(Items from a data source)
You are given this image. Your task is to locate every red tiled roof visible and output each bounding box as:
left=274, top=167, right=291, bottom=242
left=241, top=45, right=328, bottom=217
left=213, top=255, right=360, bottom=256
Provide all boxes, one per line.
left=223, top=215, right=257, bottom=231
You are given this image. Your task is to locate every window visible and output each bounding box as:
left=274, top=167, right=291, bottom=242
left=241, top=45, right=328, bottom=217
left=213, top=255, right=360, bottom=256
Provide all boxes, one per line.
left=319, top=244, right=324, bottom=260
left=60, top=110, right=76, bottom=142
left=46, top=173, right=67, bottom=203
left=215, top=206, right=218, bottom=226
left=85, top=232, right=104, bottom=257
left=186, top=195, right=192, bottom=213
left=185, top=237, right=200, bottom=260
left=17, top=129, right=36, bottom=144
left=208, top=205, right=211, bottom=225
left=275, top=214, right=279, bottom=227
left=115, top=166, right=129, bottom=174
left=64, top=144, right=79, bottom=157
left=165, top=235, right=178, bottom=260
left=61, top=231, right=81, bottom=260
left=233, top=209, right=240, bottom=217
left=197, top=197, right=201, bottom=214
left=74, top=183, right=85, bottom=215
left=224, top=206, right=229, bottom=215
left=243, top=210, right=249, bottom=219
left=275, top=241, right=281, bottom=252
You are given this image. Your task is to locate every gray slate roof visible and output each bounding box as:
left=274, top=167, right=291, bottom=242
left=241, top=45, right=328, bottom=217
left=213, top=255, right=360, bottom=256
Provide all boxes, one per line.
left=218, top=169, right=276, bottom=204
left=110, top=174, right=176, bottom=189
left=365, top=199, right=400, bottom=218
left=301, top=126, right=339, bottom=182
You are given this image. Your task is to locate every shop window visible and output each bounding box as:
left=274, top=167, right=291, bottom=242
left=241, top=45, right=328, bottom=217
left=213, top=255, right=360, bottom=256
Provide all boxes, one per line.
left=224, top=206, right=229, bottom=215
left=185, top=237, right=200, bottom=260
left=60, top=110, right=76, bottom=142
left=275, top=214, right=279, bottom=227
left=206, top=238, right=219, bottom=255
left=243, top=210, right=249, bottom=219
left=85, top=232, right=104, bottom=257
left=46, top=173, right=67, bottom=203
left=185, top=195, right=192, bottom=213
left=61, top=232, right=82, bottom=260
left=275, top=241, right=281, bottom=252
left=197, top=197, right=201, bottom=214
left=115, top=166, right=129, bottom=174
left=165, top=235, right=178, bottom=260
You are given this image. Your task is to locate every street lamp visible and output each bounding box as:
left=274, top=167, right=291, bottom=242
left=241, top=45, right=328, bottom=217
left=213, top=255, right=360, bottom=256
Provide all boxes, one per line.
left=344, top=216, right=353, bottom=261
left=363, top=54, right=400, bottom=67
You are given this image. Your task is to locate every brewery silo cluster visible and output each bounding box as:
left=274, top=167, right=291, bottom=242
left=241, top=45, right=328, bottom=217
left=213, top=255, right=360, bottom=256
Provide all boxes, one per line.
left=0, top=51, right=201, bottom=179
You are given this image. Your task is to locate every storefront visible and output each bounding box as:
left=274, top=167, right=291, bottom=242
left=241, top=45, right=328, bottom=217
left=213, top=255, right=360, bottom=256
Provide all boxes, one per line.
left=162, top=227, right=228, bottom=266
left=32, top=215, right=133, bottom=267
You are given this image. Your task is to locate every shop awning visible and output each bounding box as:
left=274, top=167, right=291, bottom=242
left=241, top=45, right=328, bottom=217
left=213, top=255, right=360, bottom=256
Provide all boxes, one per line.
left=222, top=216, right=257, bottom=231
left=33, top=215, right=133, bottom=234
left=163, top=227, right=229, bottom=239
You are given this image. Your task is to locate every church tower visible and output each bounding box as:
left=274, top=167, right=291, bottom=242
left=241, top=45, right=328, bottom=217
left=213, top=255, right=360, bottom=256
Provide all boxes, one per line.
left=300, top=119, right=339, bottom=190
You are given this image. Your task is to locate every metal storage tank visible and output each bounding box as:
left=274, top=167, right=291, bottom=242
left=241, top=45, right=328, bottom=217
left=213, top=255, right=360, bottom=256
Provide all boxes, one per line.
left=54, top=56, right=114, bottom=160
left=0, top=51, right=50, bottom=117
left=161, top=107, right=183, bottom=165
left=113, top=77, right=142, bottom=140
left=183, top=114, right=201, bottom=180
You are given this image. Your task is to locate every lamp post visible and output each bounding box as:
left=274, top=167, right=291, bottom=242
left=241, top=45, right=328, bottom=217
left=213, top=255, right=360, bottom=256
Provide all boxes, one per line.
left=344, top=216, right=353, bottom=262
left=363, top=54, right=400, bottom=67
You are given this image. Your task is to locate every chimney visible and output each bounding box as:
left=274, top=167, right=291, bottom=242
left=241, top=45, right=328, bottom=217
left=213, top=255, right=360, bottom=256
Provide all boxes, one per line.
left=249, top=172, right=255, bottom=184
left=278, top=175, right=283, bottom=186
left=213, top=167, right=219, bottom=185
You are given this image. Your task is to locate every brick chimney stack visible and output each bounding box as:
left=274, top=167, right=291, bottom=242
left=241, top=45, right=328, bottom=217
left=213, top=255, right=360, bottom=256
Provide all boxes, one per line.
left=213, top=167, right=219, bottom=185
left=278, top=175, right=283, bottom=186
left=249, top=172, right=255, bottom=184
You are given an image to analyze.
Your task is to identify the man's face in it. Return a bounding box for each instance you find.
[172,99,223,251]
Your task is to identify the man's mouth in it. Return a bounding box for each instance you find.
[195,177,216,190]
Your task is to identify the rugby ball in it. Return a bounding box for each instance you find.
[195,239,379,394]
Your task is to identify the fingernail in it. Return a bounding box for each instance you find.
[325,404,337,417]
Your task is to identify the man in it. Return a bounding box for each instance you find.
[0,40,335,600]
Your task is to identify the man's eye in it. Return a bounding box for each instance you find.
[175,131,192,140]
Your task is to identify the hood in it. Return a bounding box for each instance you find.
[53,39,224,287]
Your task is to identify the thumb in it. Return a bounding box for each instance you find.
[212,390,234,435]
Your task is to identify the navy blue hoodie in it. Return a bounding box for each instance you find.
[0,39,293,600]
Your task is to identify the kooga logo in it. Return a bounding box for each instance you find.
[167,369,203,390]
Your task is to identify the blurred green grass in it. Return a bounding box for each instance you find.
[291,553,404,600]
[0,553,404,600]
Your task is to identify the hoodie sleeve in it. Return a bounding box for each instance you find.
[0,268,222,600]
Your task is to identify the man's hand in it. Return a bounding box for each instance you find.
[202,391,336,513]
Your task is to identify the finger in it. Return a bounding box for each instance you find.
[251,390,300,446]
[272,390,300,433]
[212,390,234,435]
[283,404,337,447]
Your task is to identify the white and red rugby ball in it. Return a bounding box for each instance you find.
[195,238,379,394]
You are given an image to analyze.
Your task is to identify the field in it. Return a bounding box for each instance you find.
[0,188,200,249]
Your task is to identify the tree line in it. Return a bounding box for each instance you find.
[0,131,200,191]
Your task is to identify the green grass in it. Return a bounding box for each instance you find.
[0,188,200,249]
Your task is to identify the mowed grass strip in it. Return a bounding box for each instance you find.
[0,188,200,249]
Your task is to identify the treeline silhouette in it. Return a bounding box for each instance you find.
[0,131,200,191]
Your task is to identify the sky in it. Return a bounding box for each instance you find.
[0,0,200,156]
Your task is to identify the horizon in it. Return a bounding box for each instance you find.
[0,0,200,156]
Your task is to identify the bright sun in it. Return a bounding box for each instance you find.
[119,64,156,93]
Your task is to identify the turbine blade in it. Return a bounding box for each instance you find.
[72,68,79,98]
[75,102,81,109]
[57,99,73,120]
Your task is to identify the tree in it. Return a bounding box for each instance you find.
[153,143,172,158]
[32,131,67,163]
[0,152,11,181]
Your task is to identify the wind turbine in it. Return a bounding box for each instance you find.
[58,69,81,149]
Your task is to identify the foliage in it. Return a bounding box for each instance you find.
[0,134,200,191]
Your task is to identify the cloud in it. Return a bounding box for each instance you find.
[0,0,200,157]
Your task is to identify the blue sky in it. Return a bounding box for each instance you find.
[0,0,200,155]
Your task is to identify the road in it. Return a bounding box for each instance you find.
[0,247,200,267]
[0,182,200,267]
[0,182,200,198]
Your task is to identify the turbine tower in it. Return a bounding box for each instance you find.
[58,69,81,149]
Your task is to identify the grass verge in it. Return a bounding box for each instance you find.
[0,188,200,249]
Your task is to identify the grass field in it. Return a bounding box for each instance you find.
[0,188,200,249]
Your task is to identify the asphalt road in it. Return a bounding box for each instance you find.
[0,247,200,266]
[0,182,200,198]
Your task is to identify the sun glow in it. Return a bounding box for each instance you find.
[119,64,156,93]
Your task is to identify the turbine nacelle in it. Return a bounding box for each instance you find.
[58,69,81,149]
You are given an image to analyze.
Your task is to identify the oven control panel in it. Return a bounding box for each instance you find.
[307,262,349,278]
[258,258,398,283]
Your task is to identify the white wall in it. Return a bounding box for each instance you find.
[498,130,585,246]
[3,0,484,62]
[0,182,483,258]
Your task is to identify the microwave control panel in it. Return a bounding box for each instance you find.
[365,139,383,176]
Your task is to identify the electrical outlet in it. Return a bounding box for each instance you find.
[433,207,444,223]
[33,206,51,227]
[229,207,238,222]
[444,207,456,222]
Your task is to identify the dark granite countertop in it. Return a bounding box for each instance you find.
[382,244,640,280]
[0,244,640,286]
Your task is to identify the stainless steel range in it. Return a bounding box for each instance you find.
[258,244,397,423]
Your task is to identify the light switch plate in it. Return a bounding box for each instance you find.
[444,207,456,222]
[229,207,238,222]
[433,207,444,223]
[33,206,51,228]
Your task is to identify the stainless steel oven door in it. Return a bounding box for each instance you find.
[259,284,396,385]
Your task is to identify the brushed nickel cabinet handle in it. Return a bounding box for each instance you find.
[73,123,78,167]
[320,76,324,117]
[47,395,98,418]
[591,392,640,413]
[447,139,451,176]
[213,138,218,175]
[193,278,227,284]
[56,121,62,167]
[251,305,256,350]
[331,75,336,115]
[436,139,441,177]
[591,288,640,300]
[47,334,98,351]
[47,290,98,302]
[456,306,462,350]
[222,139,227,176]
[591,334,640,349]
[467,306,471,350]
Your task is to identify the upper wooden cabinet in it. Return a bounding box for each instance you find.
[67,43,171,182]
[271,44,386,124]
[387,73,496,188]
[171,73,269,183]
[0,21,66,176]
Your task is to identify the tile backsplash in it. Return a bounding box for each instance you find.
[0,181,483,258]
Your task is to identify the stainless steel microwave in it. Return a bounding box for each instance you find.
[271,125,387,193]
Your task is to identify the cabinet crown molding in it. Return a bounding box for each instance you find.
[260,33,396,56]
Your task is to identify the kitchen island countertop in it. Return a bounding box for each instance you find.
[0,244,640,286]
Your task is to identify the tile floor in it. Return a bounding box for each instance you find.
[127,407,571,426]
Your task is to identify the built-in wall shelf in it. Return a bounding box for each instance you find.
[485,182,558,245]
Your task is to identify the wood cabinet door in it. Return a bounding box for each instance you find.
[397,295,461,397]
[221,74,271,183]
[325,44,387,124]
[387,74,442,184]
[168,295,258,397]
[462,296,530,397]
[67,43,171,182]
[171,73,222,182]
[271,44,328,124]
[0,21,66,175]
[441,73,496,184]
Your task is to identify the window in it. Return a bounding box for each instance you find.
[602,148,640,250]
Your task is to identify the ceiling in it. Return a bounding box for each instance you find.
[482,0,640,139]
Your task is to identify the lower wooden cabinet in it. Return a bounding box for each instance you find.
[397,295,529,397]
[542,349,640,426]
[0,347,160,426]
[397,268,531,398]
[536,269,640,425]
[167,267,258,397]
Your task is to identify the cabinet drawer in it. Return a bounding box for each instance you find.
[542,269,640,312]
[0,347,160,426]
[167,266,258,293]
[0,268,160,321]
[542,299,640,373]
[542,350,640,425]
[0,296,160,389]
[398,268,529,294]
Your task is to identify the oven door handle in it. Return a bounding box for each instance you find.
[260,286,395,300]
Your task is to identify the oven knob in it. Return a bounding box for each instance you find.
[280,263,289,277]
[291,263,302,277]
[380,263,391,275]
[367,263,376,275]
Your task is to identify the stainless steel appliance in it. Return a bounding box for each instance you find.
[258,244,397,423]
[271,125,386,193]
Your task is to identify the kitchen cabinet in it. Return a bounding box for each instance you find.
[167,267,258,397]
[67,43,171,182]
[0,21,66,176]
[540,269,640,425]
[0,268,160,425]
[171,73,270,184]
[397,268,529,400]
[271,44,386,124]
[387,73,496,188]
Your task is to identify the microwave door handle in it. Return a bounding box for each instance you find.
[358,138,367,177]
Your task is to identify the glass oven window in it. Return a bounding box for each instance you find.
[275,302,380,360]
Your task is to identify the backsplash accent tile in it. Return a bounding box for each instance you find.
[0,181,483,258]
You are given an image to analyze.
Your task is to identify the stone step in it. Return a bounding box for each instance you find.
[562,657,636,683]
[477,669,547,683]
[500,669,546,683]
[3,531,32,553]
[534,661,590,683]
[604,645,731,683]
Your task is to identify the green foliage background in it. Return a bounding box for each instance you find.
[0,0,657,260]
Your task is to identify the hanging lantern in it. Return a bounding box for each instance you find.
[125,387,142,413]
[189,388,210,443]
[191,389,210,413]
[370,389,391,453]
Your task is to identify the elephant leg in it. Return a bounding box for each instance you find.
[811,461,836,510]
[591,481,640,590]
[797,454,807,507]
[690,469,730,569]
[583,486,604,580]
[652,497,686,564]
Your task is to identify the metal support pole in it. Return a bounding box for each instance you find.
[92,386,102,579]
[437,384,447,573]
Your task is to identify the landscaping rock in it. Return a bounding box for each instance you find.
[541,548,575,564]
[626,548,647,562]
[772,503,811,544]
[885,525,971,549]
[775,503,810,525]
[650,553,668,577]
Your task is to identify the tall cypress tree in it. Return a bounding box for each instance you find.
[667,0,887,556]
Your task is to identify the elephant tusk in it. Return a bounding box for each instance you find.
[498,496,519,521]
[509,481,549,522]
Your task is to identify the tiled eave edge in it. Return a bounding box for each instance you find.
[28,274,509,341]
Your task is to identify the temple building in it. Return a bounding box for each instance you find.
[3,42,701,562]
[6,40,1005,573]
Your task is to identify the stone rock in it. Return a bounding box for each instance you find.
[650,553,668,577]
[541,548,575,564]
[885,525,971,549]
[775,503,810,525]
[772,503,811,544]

» **EXERCISE REQUIREMENTS**: Edit the lines starting with the one that contains "locate every storefront" and going on through the one that contains "left=183, top=114, right=201, bottom=180". Change "church tower" to "clock tower" and leave everything else as it is.

» **WORKED ANSWER**:
You are given this image. Your task is to locate every storefront visible and output each bounding box as:
left=274, top=167, right=291, bottom=242
left=241, top=45, right=328, bottom=217
left=213, top=255, right=360, bottom=256
Provide all boxes, one per line.
left=162, top=227, right=228, bottom=266
left=32, top=215, right=133, bottom=267
You are given this image. Your task is to locate every shop awning visible and output each bounding box as:
left=274, top=167, right=291, bottom=242
left=241, top=45, right=328, bottom=217
left=213, top=255, right=360, bottom=256
Provide all boxes, one per line.
left=222, top=216, right=257, bottom=231
left=33, top=215, right=133, bottom=234
left=163, top=227, right=229, bottom=239
You are given this image. Your task is to locate every clock tower visible and output each bounding box as:
left=274, top=167, right=291, bottom=242
left=241, top=45, right=328, bottom=217
left=213, top=255, right=360, bottom=256
Provide all boxes, one per line.
left=300, top=119, right=339, bottom=190
You are given this image. Your task is to locate every metal storage tank visible and output each bounding box as:
left=274, top=167, right=291, bottom=242
left=241, top=45, right=328, bottom=217
left=213, top=255, right=360, bottom=256
Provide all boxes, one per line.
left=54, top=56, right=114, bottom=160
left=0, top=51, right=50, bottom=117
left=161, top=107, right=183, bottom=165
left=113, top=77, right=142, bottom=140
left=183, top=114, right=201, bottom=180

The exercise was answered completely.